--- Kaynak Metin ---
Genç ve başarılı hukukçumuz Levent Bıçakçı, UEFA Tahkim Kurulu üyesidir. Prof. Dr. Mehmet Binnet, UEFA Sağlık kurulu'nda görev almıştır... Şenes Erzik, malum, UEFA Asbaşkanıdır. Kulüplerarası Müsabaka Komisyonu başkanlığı da ona emanet edilmiştir. Futbolumuz ülkeyi Avrupa'ya taşımaktadır.
* * *
Peki kulüplerimizin Avrupa'ya taşınması? Orada biraz durmamız gerekiyor...
Yıllardan beri ligimizin standartlarını Avrupa düzeyine çıkaramadık. Elbette Malta, Lüksemburg, Avusturya, Macaristan ve Slovakya'dan iyi durumdayız ama, hala önümüzde sollamamız gereken ülkeler var... Galatasaray'ı övmek ve Galatasaray'la övünmekle Avrupalılaşamayacağımız kesindir.
--- Veri Bölümü ---
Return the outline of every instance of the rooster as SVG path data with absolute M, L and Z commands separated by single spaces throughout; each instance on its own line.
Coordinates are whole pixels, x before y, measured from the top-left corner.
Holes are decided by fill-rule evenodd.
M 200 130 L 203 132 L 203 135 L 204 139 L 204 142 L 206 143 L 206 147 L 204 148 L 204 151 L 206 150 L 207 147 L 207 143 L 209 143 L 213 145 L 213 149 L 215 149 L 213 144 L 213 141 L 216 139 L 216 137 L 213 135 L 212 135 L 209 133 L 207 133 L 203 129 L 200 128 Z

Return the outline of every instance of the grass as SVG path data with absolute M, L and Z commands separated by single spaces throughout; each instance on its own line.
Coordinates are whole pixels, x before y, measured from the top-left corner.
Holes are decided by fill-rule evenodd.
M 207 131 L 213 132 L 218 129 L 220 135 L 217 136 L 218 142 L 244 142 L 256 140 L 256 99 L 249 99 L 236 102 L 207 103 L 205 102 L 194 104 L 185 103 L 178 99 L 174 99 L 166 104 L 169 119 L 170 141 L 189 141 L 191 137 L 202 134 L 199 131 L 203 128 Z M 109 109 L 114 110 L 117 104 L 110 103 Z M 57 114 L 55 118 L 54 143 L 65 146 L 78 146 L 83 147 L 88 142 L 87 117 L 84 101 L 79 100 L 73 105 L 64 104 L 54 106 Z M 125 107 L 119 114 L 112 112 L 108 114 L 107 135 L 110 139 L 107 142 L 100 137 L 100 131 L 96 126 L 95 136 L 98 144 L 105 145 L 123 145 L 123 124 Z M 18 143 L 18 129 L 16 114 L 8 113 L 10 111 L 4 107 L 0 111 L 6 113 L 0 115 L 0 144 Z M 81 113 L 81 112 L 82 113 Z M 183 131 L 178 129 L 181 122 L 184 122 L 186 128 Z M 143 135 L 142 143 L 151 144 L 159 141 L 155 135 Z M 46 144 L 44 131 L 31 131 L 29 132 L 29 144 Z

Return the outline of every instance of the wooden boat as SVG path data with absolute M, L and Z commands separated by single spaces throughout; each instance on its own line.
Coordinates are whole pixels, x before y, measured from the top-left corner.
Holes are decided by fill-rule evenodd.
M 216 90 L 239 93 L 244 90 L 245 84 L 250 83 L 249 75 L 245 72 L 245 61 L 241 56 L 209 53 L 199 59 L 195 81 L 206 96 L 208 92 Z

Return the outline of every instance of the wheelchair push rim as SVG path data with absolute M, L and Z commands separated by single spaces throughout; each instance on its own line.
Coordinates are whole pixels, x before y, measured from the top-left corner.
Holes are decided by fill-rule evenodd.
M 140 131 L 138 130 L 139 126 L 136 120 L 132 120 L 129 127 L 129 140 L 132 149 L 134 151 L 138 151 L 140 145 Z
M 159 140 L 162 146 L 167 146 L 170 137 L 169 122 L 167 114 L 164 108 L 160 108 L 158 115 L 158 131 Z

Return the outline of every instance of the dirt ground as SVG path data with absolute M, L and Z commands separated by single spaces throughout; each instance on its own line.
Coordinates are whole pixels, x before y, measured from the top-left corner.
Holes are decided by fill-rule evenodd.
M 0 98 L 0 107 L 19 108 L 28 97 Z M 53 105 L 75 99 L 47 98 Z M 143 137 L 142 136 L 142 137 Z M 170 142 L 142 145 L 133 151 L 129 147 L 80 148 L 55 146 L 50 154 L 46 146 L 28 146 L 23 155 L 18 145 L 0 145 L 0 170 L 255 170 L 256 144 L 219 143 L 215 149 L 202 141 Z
---
Aşağıdakileri Tamamlayın -
1) Türk futbolu yazısından "Genç ve başarılı" sözleriyle başlayıp "biraz durmamız gerekiyor..." sözlerine kadar devam eden kısmı aynen yazıya geçirin.
2) Türk futbolu yazısını iki cümleyle özetleyin.
3) Türk futbolu yazısını kaldığı yerden sürdürün.

Sıralı Yanıtlar -
1)
Genç ve başarılı hukukçumuz Levent Bıçakçı, UEFA Tahkim Kurulu üyesidir. Prof. Dr. Mehmet Binnet, UEFA Sağlık kurulu'nda görev almıştır... Şenes Erzik, malum, UEFA Asbaşkanıdır. Kulüplerarası Müsabaka Komisyonu başkanlığı da ona emanet edilmiştir. Futbolumuz ülkeyi Avrupa'ya taşımaktadır.
* * *
Peki kulüplerimizin Avrupa'ya taşınması? Orada biraz durmamız gerekiyor...

2) Levent Bıçakçı, Prof. Dr. Mehmet Binnet ve Şenes Erzik UEFA'da görev almaktadır ve futbolumuz ülkeyi Avrupa'ya taşımaktadır. Buna karşın yıllardır ligimizin standartları Avrupa düzeyine çıkarılamamıştır, hâlâ sollanması gereken ülkeler vardır ve Galatasaray'ı övmekle Avrupalılaşılamayacağı kesindir.

3)
Galatasaray, Avrupa'nın en iyi takımları arasında yerini almış, hepimizin gururu olmuştur. Ne var ki öteki takımlarımız için Avrupa hala uzak bir idealdir.
Örneğin şu UEFA Kupası'na katılma mücadelesi... Türkiye'den iki takım Avrupa'nın ikinci önemli futbol organizasyonunda yer alacak önümüzdeki yıl. Bunlardan biri, elemesiz Türkiye Kupası galibi ya da finalisti olacak... Antalyaspor büyük bir olasılıkla Galatasaray karşısında finali kaybetse bile UEFA vizesini - elemesiz - alacak... Öteki takım ligden çıkacak... Lig üçüncüsü, elemeyle UEFA Kupası'na katılacak.
* * *
Türkiye Ligi, zirvede beklendiği biçimde şekilleniyor. Şampiyonluk - mucizeler olmazsa - Galatasaray'ın hakkıdır... Lig ikinciliği de Beşiktaş'ın oluyor. Zirvenin son beş haftadaki heyecanı, üçüncülük mücadelesinde doruklara çıkacak.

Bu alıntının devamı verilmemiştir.